Given passage
· · · · · · ·

I was 15 when I first listened to Ziggy Stardust, several years after it was first released. In 1972 I was far too young for pop music, though I do have a dim memory of the time. ‘It is difficult to find a bright moment in 1972,’ the historian Christopher Lee wrote in This Sceptred Isle. History tells us that it was a year of mass unemployment, strikes, blackouts and the declaration of a state of emergency. A bit like the year we’re living through now.


Still, Lee was wrong. There was a bright moment in 1972. It was the year David Bowie released his breakthrough album and a star was born. There’s a scene in Todd Haynes’ glam rock film Velvet Goldmine where Christian Bale’s character is in his parents’ living room, pointing excitedly at the TV and saying, ‘That’s me, that is!’ The film takes its title from a Bowie song. The TV moment Haynes is alluding to is Bowie’s famous appearance on Top Of The Pops in July 1972, singing Starman.


Bowie had been performing as Ziggy for six months by then, at music venues up and down the country. But for many people, this was the ‘bright moment’ when his carrot-topped bisexual alien was first beamed into their lives. And what a moment it must have been. Dressed in a skin-tight jumpsuit, his face plastered with makeup, his arm draped suggestively around guitarist Mick Ronson’s shoulder, Bowie’s performance is outrageous even by today’s standards.

· · · · · · ·

(Dataset records)
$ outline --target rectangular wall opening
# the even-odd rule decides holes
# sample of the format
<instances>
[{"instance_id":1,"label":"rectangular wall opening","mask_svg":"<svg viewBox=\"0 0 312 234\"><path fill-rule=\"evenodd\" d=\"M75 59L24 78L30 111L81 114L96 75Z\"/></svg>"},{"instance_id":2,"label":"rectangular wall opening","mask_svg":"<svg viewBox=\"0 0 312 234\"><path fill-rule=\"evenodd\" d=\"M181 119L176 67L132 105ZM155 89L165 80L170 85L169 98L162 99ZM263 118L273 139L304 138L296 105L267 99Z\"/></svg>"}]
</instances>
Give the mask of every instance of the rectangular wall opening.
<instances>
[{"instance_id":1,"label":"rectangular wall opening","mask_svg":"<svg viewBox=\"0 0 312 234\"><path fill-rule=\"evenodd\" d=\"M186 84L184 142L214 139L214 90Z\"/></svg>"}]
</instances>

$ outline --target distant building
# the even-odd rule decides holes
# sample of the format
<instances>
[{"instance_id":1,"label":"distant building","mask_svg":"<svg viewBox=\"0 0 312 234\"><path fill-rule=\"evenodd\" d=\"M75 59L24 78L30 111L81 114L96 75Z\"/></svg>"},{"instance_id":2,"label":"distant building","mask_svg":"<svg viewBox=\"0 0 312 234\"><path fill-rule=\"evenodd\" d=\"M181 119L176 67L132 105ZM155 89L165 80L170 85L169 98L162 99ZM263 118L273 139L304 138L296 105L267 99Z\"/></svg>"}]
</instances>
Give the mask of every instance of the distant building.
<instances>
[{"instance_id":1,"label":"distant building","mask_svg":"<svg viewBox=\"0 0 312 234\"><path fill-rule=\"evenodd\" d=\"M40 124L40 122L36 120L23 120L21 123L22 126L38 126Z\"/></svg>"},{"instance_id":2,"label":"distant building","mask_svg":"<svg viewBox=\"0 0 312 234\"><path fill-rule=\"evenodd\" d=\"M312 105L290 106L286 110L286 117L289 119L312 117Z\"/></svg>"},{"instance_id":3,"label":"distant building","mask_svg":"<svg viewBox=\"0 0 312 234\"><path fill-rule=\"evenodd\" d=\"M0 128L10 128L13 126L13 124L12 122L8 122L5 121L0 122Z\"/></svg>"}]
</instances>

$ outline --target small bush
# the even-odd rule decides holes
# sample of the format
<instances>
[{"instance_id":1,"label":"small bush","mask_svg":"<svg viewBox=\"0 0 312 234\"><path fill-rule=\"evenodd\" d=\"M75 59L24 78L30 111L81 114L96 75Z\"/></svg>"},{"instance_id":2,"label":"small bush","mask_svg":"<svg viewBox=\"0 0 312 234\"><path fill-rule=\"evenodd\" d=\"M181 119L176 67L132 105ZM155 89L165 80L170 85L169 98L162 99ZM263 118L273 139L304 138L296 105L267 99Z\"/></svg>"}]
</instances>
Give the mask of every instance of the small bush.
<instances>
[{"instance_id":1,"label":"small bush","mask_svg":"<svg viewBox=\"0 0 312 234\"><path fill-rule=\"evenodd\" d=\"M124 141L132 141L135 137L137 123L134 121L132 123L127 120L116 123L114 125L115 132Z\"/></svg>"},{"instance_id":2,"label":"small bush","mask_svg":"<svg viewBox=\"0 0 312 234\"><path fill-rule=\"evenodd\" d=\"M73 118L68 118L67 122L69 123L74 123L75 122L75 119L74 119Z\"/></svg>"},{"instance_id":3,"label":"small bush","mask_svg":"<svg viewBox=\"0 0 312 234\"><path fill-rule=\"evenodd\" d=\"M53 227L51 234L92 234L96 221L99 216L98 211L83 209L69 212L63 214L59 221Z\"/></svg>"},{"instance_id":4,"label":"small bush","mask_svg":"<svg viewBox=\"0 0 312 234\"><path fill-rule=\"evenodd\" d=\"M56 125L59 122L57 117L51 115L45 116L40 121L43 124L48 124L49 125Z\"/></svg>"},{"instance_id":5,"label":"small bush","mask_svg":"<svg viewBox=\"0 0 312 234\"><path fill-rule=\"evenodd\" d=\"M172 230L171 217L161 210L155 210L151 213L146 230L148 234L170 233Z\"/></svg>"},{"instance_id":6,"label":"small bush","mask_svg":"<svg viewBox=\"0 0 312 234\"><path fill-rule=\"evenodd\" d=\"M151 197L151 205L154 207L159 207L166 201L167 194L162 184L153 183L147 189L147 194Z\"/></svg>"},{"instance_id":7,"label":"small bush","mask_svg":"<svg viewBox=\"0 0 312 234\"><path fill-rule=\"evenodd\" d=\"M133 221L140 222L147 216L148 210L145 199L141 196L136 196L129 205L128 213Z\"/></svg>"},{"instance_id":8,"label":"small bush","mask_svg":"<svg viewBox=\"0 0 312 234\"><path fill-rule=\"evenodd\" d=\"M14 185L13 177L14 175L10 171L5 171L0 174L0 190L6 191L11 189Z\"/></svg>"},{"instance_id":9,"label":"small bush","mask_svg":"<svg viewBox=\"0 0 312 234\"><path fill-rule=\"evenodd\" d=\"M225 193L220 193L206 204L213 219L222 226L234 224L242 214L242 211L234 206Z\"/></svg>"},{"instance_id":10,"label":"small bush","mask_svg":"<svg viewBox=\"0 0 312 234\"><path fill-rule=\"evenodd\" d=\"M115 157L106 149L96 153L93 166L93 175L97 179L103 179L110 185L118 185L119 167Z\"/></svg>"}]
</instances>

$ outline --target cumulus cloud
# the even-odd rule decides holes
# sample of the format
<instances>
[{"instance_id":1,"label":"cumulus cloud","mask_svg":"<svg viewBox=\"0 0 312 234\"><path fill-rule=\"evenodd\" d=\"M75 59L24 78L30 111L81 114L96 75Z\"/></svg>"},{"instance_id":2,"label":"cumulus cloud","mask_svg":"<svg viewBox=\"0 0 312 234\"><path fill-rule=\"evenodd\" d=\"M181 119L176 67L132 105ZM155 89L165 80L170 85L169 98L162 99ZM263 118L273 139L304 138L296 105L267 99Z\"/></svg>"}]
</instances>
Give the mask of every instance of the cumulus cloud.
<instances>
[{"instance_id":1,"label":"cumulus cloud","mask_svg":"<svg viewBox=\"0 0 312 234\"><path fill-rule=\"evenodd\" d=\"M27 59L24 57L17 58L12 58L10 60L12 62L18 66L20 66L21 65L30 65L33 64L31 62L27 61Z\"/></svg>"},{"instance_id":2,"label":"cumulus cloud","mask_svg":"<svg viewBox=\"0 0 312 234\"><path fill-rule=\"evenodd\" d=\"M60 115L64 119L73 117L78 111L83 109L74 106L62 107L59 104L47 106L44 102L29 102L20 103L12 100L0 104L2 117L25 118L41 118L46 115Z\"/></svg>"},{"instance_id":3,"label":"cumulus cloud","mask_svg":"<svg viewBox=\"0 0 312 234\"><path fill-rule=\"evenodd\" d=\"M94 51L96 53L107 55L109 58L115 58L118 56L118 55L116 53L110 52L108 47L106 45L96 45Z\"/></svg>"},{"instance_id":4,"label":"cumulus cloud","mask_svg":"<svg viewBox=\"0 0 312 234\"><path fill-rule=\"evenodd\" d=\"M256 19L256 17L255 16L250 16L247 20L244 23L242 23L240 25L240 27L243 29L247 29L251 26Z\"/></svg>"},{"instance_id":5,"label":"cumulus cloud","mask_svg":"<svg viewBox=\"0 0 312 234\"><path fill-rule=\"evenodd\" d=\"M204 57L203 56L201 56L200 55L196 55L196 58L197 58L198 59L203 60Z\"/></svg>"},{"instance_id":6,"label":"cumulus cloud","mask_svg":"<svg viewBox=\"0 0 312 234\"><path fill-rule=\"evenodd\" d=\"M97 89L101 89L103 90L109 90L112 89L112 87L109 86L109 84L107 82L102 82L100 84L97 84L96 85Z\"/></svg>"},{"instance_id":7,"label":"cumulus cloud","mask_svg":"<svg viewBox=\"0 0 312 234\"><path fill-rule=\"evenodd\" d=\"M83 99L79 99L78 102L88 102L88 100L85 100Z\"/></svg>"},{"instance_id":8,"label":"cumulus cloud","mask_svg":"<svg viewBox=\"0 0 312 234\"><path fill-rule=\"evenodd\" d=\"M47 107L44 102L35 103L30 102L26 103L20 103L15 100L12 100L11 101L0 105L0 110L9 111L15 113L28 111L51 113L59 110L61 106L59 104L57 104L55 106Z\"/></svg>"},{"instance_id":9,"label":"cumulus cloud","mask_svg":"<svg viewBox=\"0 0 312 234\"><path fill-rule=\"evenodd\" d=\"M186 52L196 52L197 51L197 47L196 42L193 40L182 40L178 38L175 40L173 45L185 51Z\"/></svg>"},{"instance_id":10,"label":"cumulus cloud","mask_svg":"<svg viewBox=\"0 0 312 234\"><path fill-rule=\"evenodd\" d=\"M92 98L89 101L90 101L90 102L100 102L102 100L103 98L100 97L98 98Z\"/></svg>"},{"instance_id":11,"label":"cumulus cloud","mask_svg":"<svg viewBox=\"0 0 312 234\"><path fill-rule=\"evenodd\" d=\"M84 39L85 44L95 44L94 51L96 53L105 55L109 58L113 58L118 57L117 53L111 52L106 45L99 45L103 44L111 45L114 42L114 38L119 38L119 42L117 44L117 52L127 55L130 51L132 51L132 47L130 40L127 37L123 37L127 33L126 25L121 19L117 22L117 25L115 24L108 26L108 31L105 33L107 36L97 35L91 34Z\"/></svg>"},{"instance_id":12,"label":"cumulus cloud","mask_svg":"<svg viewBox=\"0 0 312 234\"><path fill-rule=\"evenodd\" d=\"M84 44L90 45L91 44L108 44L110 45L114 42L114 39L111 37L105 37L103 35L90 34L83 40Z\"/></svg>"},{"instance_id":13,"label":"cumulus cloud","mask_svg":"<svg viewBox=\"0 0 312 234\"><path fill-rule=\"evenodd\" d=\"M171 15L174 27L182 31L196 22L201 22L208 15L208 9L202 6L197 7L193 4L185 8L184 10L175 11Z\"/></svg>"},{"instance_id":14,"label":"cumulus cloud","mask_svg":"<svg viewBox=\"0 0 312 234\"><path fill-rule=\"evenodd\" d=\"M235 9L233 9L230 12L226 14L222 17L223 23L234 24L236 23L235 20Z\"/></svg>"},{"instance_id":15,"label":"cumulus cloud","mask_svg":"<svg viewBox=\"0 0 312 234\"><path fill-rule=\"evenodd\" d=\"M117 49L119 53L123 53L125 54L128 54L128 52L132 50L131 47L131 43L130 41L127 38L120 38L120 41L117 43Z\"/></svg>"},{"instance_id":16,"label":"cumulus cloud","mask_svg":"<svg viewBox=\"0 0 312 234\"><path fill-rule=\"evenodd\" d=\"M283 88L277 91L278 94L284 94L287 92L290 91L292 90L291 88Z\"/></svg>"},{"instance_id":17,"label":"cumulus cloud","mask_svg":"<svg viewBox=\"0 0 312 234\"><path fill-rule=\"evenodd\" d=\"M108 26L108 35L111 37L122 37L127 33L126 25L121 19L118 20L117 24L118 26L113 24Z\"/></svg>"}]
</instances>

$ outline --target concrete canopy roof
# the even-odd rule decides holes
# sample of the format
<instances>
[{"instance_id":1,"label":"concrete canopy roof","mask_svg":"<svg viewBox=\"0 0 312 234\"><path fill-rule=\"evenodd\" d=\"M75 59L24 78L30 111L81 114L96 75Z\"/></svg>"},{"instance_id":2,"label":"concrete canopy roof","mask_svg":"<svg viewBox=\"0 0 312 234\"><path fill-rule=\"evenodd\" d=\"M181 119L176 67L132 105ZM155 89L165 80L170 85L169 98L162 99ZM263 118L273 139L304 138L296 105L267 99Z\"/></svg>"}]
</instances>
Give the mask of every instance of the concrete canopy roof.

· · · · · · ·

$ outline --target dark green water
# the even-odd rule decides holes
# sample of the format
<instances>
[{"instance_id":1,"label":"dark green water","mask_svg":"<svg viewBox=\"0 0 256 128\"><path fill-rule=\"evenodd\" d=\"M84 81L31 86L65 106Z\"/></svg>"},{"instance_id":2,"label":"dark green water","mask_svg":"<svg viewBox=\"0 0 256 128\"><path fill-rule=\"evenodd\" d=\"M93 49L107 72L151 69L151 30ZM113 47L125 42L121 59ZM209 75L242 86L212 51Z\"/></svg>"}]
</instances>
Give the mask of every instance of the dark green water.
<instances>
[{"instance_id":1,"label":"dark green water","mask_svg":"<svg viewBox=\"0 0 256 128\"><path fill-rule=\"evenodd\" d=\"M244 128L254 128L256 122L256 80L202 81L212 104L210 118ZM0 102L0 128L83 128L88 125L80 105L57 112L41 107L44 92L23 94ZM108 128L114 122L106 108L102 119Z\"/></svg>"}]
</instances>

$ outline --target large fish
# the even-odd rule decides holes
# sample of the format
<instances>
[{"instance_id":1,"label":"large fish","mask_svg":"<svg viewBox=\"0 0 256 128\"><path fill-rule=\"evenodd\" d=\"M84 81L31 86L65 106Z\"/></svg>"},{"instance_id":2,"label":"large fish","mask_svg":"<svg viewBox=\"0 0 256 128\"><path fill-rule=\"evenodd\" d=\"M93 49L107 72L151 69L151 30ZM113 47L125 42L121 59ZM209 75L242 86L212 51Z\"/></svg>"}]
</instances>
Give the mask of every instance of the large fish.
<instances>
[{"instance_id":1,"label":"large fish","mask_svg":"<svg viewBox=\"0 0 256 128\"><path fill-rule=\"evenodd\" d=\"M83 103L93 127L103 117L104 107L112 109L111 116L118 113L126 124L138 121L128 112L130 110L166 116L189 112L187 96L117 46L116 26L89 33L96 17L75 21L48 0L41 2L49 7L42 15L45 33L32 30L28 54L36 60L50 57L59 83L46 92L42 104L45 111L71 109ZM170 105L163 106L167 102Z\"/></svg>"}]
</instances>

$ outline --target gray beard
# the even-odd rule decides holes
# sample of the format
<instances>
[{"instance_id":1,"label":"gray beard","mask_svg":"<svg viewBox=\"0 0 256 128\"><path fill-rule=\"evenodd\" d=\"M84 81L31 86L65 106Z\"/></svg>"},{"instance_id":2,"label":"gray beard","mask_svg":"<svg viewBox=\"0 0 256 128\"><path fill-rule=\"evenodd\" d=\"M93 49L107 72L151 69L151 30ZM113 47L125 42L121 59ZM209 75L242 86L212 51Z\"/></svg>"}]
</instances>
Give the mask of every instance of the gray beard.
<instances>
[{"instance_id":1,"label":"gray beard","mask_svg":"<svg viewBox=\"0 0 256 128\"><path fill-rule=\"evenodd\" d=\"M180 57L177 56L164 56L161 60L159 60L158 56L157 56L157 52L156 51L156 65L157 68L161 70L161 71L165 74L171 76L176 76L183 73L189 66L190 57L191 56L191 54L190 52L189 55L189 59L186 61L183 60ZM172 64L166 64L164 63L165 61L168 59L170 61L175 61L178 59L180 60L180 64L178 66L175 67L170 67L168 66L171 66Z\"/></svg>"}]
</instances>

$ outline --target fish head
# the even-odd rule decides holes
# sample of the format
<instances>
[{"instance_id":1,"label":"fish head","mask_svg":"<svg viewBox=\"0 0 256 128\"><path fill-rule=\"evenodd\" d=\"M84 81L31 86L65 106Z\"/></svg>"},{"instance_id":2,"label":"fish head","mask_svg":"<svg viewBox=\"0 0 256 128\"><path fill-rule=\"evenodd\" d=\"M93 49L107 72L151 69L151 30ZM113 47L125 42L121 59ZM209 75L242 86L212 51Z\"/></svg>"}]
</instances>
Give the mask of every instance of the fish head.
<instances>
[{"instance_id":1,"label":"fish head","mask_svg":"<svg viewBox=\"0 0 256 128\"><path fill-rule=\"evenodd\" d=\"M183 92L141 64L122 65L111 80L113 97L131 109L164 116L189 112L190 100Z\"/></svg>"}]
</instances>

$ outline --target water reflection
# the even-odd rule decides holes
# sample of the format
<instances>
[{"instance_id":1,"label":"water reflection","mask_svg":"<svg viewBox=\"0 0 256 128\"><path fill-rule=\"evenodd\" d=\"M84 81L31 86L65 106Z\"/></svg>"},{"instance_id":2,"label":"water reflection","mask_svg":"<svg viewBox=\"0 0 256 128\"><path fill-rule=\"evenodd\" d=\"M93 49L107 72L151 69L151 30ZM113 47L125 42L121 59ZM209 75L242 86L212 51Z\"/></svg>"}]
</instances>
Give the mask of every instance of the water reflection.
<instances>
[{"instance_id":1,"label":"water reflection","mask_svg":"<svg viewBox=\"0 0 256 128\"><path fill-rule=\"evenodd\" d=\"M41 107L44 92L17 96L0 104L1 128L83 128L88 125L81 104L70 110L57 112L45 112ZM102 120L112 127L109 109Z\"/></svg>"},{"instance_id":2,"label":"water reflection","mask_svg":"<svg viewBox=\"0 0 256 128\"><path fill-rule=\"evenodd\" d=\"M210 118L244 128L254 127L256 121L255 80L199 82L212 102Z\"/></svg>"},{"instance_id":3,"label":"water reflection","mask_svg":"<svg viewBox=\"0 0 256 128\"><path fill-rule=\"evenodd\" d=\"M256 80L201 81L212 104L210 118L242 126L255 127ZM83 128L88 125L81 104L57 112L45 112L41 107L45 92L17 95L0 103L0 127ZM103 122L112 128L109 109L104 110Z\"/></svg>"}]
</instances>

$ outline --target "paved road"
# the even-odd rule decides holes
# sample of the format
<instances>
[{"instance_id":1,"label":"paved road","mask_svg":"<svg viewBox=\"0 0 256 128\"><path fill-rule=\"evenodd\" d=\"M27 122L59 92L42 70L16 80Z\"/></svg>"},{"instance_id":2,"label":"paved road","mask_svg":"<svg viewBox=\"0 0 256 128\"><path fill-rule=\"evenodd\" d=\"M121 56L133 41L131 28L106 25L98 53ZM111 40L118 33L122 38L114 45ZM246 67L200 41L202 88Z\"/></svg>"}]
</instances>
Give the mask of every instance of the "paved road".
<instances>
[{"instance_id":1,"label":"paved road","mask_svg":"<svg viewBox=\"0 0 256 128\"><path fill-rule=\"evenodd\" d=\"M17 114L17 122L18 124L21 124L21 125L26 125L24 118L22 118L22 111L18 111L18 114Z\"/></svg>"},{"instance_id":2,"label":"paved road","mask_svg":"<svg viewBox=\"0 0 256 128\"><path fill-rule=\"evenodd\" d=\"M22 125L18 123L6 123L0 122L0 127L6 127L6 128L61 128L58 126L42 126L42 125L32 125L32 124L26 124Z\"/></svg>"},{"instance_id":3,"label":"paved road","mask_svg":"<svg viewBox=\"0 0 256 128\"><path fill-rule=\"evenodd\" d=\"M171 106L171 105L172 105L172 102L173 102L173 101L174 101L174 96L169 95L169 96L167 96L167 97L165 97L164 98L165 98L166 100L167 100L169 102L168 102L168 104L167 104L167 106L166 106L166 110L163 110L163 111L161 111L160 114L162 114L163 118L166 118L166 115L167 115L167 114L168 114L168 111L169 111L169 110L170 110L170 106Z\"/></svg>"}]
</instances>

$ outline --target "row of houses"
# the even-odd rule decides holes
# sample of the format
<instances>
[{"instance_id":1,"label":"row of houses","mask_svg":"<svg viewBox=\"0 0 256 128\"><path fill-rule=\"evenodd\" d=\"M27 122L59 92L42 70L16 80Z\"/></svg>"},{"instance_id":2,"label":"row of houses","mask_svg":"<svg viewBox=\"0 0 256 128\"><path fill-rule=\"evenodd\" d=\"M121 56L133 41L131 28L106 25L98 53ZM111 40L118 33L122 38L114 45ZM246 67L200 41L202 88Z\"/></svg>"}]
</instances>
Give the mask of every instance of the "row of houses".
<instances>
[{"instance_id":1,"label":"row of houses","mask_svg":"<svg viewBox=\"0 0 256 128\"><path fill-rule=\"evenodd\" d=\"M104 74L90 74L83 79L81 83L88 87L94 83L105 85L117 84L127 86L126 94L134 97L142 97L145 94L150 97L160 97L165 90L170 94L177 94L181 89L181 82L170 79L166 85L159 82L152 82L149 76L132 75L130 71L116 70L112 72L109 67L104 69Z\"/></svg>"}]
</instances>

· · · · · · ·

Exercise
Reproduce the full passage above about David Bowie's Ziggy Stardust, word for word, from start to finish.

Right answer
I was 15 when I first listened to Ziggy Stardust, several years after it was first released. In 1972 I was far too young for pop music, though I do have a dim memory of the time. ‘It is difficult to find a bright moment in 1972,’ the historian Christopher Lee wrote in This Sceptred Isle. History tells us that it was a year of mass unemployment, strikes, blackouts and the declaration of a state of emergency. A bit like the year we’re living through now.


Still, Lee was wrong. There was a bright moment in 1972. It was the year David Bowie released his breakthrough album and a star was born. There’s a scene in Todd Haynes’ glam rock film Velvet Goldmine where Christian Bale’s character is in his parents’ living room, pointing excitedly at the TV and saying, ‘That’s me, that is!’ The film takes its title from a Bowie song. The TV moment Haynes is alluding to is Bowie’s famous appearance on Top Of The Pops in July 1972, singing Starman.


Bowie had been performing as Ziggy for six months by then, at music venues up and down the country. But for many people, this was the ‘bright moment’ when his carrot-topped bisexual alien was first beamed into their lives. And what a moment it must have been. Dressed in a skin-tight jumpsuit, his face plastered with makeup, his arm draped suggestively around guitarist Mick Ronson’s shoulder, Bowie’s performance is outrageous even by today’s standards.